# What you need to do
Rewrite the rows below as a numbered list, leaving out any blank lines.

# Material for this task

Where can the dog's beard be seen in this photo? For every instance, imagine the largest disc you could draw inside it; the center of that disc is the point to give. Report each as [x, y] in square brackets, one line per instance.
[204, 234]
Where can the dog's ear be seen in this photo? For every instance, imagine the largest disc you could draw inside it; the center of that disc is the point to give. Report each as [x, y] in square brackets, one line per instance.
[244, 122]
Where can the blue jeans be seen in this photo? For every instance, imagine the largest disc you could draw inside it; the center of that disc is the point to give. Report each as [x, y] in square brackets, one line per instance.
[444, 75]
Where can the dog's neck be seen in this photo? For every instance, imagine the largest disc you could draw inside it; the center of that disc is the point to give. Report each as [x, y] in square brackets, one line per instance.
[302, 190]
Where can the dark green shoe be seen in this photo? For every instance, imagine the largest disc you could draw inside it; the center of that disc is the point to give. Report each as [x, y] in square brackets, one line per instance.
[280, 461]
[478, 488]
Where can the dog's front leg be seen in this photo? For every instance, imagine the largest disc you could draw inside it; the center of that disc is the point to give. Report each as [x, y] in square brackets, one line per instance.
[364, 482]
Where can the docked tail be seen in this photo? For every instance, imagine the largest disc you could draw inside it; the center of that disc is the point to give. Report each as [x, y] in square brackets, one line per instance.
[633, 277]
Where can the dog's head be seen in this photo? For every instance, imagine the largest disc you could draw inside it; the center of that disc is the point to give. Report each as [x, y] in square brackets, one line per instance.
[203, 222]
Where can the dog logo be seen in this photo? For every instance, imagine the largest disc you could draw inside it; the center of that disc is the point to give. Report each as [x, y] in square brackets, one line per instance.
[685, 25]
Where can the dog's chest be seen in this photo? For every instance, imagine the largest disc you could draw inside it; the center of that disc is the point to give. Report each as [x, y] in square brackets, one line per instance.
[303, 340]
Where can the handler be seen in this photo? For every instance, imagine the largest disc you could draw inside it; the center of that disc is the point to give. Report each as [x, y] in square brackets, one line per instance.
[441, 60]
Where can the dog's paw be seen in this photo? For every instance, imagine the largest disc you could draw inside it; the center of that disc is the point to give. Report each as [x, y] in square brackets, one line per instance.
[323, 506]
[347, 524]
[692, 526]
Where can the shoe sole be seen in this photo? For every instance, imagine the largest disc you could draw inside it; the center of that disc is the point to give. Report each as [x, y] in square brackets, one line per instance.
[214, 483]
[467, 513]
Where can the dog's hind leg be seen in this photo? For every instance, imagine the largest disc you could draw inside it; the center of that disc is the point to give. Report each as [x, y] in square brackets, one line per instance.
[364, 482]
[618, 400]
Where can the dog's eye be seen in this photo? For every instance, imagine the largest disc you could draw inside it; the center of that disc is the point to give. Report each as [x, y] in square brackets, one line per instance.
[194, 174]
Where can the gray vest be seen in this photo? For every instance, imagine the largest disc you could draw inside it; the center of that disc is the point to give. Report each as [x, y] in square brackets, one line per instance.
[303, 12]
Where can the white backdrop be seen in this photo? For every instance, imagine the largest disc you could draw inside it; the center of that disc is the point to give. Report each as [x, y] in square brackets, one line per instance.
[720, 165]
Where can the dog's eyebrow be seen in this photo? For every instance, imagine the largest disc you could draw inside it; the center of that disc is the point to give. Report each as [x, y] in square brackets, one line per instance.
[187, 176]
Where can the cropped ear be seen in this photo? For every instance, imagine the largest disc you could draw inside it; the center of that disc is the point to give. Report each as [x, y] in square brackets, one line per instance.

# Response to this task
1. Where can the dog's beard be seen in this photo? For every instance, imagine the largest disc you could draw inside it; the center of that disc is the point to give. Report each as [x, y] in square brackets, one line per instance.
2. [204, 234]
3. Where can the dog's ear be seen in this photo? For every instance, imagine the largest disc you could draw inside it; the center of that disc is the point to give. Report each as [x, y] in square brackets, one line per instance.
4. [244, 122]
5. Where can the blue jeans be seen in this photo? For every instance, imagine the largest disc you could draw inside it; the center of that disc is the point to give. Report each as [x, y] in square brackets, one line per instance.
6. [444, 75]
7. Where can the dog's neck be seen in this photo? For every instance, imagine the largest disc you could draw inside it; the center of that disc is the point to give. Report each as [x, y] in square brackets, one line per instance.
8. [302, 190]
9. Where can the dark green shoe be seen in this photo? For every instance, imagine the largest disc you could draw inside it; the center of that disc is the point to give. Report each as [x, y] in square brackets, one line per instance.
10. [280, 461]
11. [478, 488]
12. Where can the dog's front leg be seen in this photo? For every instance, imagine the largest disc you could draw inside it; the center of that disc is the point to give. Report each as [x, y] in square brackets, one line per instance.
13. [364, 482]
14. Where can the docked tail be seen in this photo? For every instance, imagine the largest disc you could draw inside it; the center of that disc is the point to give. Report each as [x, y] in square brackets, one line per instance.
15. [633, 277]
16. Where can the dog's head be seen in this photo? For every instance, imagine the largest disc you could draw inside it; the center of that disc is the point to give. Report each as [x, y] in square brackets, one line per instance.
17. [203, 222]
18. Where can the dog logo be seen in this photo? For every instance, imagine the largest disc you could draw inside it; the center of that disc is the point to give. Report each as [x, y] in square brackets, one line per instance.
19. [685, 25]
20. Where can the dog's chest be seen in this photo? For every instance, imagine the largest disc you could draw inside it; the center of that disc is the point to give. Report each as [x, y] in square brackets, one line per instance.
21. [303, 340]
22. Where can the handler be seen in this photo? For every instance, imagine the largest disc you could draw inside it; the center of that disc is the point to give. Report each as [x, y] in square brackets, one line per instance.
23. [441, 60]
24. Where can the dog's paw be seen in this photo? For every instance, imagine the largest disc you could draw inside it; the center of that disc is the point to give. Report each as [x, y] in square brackets, one line per instance.
25. [323, 506]
26. [347, 524]
27. [692, 526]
28. Where can the shoe sole be seen in this photo? For every instance, imagine the largest disc you could draw inside it; the center of that disc is the point to give. Report each as [x, y] in square brackets, one line per instance.
29. [214, 483]
30. [467, 513]
31. Where can the dog's hind leg be seen in this photo? For every instance, imagine the largest disc you could draw inside it; the center of that disc is the point to give. Report each as [x, y] in square brackets, one line per instance.
32. [364, 482]
33. [618, 400]
34. Where can the dog's eye be seen in this photo? For every instance, imagine the largest disc you could draw inside it; the center of that disc is the point to give. Report each as [x, y] in square brackets, one line per instance.
35. [194, 174]
36. Where can the gray vest be seen in this photo? For every instance, imagine the largest disc you could draw inside it; the center of that disc is the point to give. Report each as [x, y] in square brackets, one line per instance.
37. [303, 12]
38. Where can the white backdrop be seen in this photo? For every instance, imagine the largest disc you could draw inside it; the center of that disc is the point to give. Report each as [x, y] in square brackets, one line per instance.
39. [720, 165]
40. Where can the dog's eyebrow be seen in this photo? For every instance, imagine the largest disc you could draw inside it; the center of that disc is the point to give. Report each as [x, y] in square brackets, one line per instance.
41. [187, 176]
42. Where can the cropped ear be seen in this photo? For every instance, imagine the largest disc you could draw inside it; the center of that disc is the point to give. Report each as [x, y] in square brackets, one line per instance.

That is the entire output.